- **GOAL OF THE EXERCISE**: Arrange the stretch of lines from the one containing "Placement rule: one point per instance of the man with" through the one containing "column 360, row 677" as a Markdown table with the columns Number and Line. Number each row and skip any blank lines.

- **DATA IN THIS EXERCISE**:
<<<<
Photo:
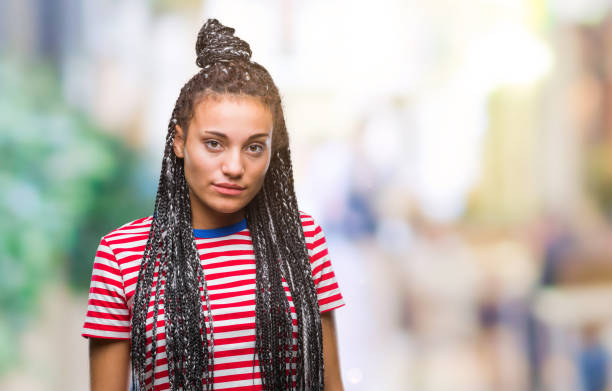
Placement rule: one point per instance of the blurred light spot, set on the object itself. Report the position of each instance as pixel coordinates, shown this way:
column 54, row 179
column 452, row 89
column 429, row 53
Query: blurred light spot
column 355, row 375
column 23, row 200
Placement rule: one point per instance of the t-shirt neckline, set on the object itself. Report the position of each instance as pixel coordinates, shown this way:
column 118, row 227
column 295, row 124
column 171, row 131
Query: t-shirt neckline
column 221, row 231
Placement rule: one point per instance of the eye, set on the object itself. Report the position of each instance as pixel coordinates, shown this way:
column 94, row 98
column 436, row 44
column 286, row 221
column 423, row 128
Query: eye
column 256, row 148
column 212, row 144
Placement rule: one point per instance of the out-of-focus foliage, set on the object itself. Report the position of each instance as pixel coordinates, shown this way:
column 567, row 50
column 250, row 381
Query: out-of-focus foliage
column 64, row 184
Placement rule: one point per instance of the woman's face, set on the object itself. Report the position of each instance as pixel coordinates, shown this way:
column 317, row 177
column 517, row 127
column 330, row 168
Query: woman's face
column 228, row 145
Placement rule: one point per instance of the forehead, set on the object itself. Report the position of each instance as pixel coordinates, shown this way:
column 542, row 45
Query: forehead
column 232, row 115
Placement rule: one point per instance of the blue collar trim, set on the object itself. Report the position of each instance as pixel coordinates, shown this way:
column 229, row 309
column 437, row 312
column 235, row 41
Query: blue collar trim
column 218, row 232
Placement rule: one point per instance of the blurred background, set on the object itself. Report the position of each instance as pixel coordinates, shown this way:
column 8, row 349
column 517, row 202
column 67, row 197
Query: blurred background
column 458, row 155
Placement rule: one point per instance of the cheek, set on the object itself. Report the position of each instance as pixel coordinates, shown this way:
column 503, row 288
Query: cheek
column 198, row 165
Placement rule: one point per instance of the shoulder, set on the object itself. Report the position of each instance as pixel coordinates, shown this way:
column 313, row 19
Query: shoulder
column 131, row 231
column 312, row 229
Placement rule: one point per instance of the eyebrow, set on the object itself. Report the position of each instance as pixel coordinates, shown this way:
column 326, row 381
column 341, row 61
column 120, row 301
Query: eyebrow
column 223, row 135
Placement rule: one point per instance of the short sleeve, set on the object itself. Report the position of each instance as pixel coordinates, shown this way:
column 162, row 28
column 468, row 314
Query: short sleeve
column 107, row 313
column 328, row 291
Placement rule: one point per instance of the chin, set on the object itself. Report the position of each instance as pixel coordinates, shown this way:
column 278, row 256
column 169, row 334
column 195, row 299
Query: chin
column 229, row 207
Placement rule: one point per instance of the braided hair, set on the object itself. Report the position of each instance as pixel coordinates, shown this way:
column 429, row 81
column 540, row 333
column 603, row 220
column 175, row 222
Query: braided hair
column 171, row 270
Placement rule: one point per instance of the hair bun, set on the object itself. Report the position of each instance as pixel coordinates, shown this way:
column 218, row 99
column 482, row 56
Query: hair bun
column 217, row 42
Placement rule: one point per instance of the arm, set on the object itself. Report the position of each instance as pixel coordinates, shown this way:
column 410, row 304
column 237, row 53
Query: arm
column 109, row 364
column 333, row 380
>>>>
<<<<
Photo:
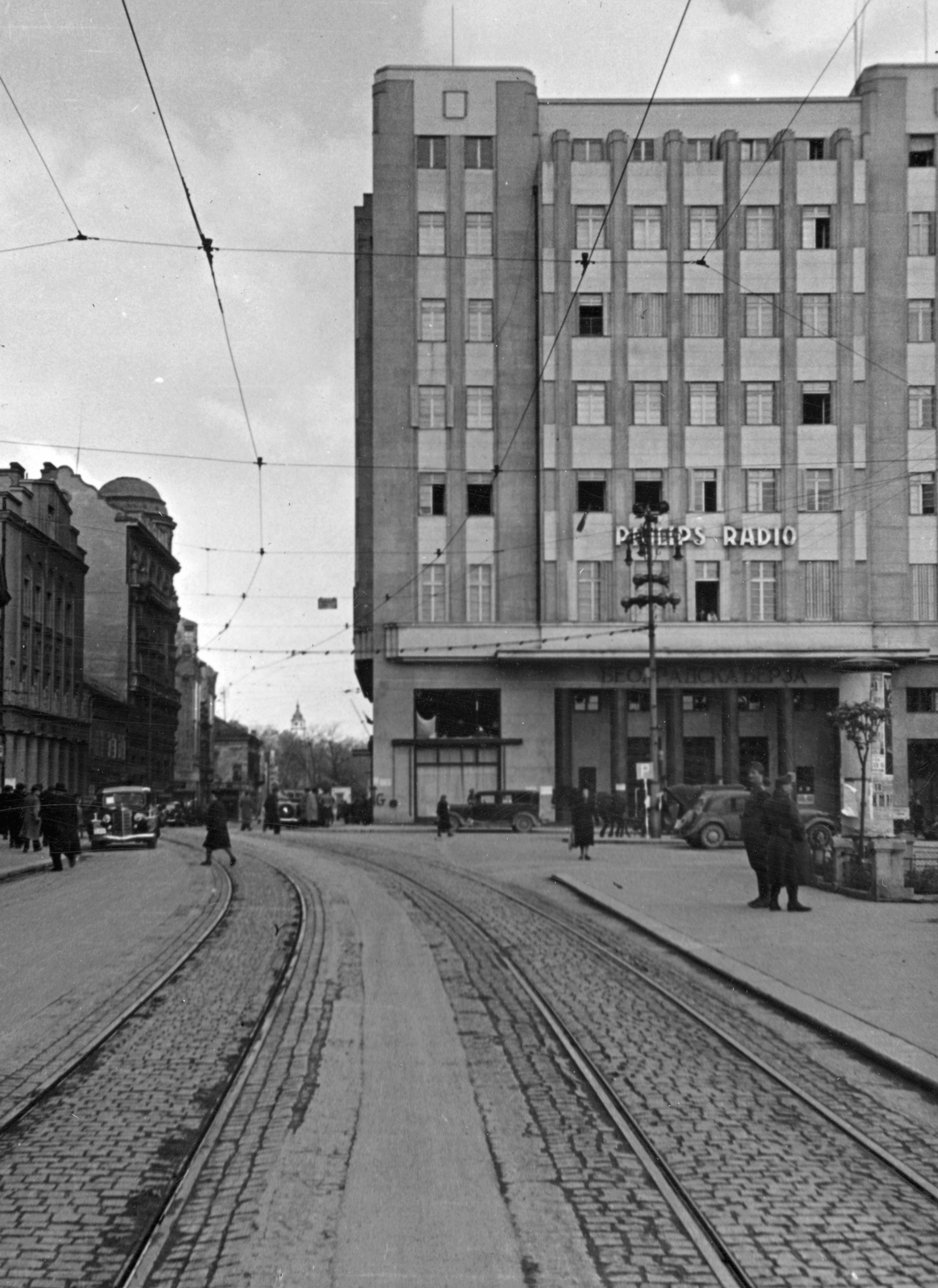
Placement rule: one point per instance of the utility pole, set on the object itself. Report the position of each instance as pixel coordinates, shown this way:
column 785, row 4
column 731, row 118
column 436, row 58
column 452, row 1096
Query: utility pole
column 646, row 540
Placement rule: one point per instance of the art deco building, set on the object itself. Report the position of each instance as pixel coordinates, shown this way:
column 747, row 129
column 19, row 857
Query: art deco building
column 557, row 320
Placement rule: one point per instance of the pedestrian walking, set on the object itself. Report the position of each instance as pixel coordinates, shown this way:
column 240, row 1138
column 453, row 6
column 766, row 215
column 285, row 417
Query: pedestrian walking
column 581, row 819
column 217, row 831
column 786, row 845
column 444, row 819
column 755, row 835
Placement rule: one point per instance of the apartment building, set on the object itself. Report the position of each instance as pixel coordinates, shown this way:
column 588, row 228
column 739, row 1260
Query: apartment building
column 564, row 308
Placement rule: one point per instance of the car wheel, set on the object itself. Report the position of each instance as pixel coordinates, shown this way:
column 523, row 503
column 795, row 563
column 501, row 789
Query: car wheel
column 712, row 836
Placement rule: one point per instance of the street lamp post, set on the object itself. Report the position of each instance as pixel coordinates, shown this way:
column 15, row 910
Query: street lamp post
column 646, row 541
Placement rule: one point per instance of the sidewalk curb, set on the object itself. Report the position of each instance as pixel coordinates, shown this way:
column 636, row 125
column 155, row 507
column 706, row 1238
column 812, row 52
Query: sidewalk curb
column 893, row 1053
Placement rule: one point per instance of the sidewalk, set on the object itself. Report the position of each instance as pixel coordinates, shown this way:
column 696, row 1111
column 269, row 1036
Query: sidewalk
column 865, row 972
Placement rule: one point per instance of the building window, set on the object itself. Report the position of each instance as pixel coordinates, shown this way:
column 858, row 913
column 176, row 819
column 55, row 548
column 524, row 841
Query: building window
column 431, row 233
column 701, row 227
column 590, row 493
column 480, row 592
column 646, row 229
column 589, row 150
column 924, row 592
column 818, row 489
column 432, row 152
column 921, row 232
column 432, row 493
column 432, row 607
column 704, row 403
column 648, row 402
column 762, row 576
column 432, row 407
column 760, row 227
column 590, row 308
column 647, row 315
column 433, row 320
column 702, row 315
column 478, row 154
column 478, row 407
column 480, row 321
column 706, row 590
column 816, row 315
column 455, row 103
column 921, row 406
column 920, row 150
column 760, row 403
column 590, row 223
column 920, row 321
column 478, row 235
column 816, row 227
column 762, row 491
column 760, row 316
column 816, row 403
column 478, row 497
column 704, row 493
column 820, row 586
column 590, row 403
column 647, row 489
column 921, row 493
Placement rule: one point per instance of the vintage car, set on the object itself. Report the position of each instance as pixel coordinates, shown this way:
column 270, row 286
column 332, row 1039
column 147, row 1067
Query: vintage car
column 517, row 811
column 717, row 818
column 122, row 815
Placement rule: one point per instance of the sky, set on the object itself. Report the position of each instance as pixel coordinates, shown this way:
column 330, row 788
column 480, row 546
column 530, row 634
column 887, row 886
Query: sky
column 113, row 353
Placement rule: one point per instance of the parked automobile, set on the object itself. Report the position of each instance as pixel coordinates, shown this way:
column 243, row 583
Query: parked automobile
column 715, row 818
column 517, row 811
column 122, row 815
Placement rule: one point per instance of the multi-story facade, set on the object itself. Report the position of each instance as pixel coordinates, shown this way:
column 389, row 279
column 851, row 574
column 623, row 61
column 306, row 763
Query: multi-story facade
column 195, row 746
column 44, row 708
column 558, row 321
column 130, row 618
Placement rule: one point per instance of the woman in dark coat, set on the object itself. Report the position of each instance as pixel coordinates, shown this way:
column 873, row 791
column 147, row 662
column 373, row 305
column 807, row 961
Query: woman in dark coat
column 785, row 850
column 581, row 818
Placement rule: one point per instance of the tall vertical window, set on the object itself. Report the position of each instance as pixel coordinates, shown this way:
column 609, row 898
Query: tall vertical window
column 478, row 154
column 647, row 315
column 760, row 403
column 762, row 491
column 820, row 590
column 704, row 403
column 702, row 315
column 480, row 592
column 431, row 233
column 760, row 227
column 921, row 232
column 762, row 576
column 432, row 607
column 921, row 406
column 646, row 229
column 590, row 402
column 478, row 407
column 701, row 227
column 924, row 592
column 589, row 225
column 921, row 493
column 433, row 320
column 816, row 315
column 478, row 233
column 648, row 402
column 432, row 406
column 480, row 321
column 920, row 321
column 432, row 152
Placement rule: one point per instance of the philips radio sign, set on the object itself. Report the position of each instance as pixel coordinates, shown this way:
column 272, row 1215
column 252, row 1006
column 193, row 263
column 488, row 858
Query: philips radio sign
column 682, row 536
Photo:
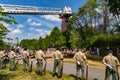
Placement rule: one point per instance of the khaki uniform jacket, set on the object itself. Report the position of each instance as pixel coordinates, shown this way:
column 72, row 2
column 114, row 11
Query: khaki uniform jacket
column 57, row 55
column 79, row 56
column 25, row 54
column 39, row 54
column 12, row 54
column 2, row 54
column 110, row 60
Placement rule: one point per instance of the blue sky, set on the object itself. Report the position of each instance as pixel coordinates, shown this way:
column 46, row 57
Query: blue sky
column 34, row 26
>>>>
<<<<
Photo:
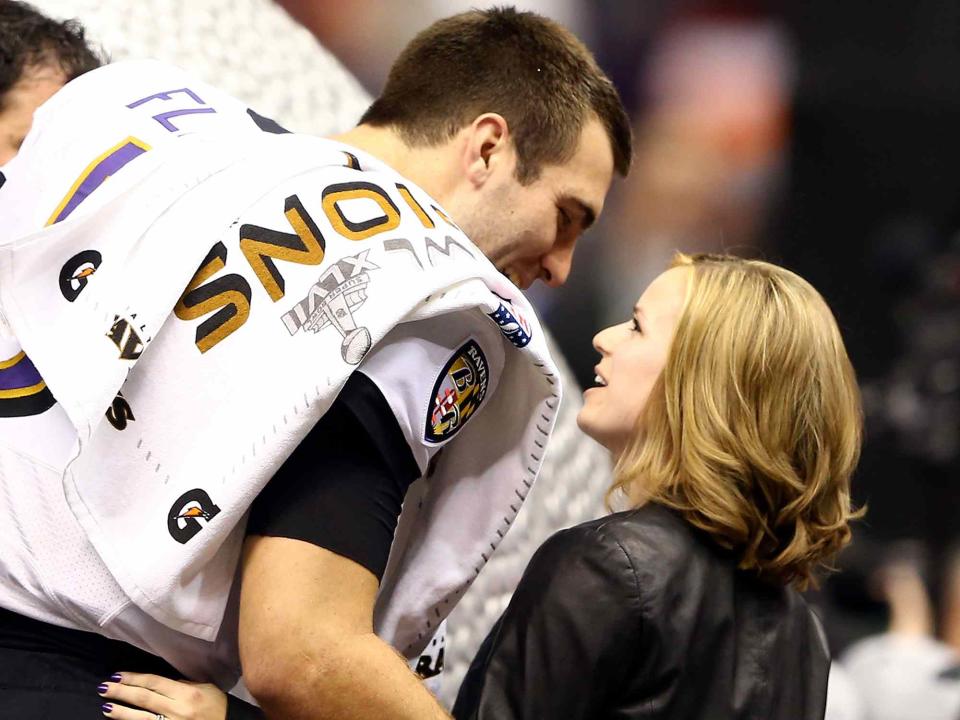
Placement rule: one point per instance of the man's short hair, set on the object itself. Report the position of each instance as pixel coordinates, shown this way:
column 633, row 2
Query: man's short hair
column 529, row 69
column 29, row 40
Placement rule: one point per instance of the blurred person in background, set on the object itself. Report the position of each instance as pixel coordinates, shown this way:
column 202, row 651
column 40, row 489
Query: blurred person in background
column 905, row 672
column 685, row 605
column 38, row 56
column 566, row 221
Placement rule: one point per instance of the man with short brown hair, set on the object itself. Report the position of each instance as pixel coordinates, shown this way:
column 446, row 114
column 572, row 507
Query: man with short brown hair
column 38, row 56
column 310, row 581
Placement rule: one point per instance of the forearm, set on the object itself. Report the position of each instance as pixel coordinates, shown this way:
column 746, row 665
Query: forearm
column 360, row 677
>>>>
- **EXPECTED ANSWER**:
| Number | Line |
|---|---|
| 1 | Placement rule: one point per instance of the man with short brown hair, set on the object itself. Report the position of each instance as pixel coordinates, shown this way: |
| 2 | column 446, row 114 |
| 3 | column 572, row 507 |
| 4 | Query: man with short brown hair |
| 5 | column 38, row 56 |
| 6 | column 310, row 581 |
| 7 | Placement rule: one point per instance of the forearm, set on the object itself. Report the position of each instance as pixel coordinates, shown this way: |
| 8 | column 746, row 665 |
| 9 | Query: forearm |
| 10 | column 360, row 677 |